-- What you should do --
In two sentences, summarize the text below on worker and public dose from Pu/Th fuel in the super-critical water reactor.

-- Document text --
Assessment of the occupational dose rate during fuel handling and storage of various fuel cycles used in the super-critical water reactor and the impact on deep geological repository performance

The Canadian concept of the Pressure-Tube Super-Critical Water-Reactor (PT-SCWR) uses Pu/Th in a once-through fuel cycle. The implication of using Pu/Th in a PT-SCWR on the safety of the workers in the Deep Geological Repository (DGR) facilities as well as on the public after the closure of the DGR was investigated. A comparison between the Pu/Th and other fuel cycles, namely, U/Th (two U/Th fuels with different enrichments and different UO2/ThO2 ratios), and the regular UO2 was also made. The enrichment of U-235 in U/Th and UO2 was adjusted to give the same exit burnup of the proposed Pu/Th fuel, namely 60 GWd per ton of heavy metals (THM). The dose rate as a function of distance from the surface of a canister holding different types of spent fuel, and the thickness of the shielding required to reduce this dose rate to 10 μSv/h were estimated. The dose rate after 50 years of decay for Pu/Th fuel channel is higher than that of uranium by about 8%. This will increase the dose to the workers in DGR facilities unless more shielding is used. Pu/Th will need 13% more thickness of concrete compared to UO2. Using U/Th fuel will also increase the dose received by workers, compared with uranium-only fuel, but less than using Pu/Th. The neutron dose rate of the Pu/Th fuel is the highest dose rate from all fuels studied. Pu/Th spent fuel will cause the highest dose to the public in case of an accident of the DGR after closure as it will produce the largest amount of I-129 per THM. Although the exact dose received by the critical group is not expected to exceed the dose limit for DGR, it is higher than alternative fuels.

-- Input data --
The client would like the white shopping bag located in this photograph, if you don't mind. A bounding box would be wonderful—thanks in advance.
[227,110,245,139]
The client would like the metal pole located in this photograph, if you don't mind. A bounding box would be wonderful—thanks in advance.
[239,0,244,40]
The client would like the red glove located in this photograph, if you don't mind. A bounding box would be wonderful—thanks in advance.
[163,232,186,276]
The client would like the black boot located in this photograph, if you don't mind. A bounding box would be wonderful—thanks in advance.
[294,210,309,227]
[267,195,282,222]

...

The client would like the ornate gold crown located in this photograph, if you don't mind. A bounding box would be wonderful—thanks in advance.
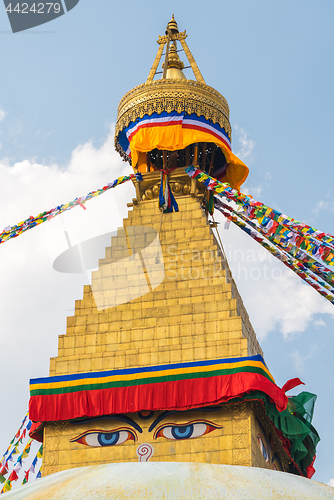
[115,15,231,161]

* * *

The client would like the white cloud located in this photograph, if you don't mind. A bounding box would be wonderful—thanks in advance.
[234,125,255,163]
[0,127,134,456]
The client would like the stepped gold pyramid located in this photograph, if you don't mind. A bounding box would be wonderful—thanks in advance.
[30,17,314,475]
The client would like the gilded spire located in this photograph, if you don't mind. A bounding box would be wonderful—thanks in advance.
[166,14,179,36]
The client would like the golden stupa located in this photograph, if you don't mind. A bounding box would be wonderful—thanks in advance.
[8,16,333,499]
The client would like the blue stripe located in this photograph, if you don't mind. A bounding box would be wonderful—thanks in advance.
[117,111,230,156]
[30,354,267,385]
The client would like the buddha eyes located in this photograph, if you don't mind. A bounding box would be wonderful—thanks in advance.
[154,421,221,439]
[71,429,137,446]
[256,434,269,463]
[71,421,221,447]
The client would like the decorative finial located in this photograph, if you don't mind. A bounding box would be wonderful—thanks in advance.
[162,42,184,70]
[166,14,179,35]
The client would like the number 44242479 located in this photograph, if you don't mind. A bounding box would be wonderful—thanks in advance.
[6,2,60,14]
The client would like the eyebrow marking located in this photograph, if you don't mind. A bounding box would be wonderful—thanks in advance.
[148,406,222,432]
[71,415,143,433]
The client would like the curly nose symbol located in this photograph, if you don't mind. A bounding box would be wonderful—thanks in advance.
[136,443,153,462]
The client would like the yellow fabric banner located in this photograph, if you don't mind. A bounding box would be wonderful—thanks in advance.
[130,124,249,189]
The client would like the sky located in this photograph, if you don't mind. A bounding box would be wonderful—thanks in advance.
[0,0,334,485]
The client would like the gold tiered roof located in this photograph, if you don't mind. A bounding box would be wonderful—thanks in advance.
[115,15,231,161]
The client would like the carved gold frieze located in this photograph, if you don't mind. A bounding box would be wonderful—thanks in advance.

-- Output for this task --
The study examined how using Pu/Th in the once-through fuel cycle of the Canadian Pressure-Tube Super-Critical Water-Reactor would affect the safety of workers at Deep Geological Repository facilities and of the public after the repository closes, comparing it with U/Th and regular UO2 fuels at the same exit burnup of 60 GWd per ton of heavy metals. Pu/Th spent fuel gave a dose rate after 50 years of decay about 8% higher than uranium, required 13% more concrete shielding than UO2, had the highest neutron dose rate, and would cause the highest public dose in an accident after closure because it produces the most I-129 per ton of heavy metals, though that dose is not expected to exceed the repository limit.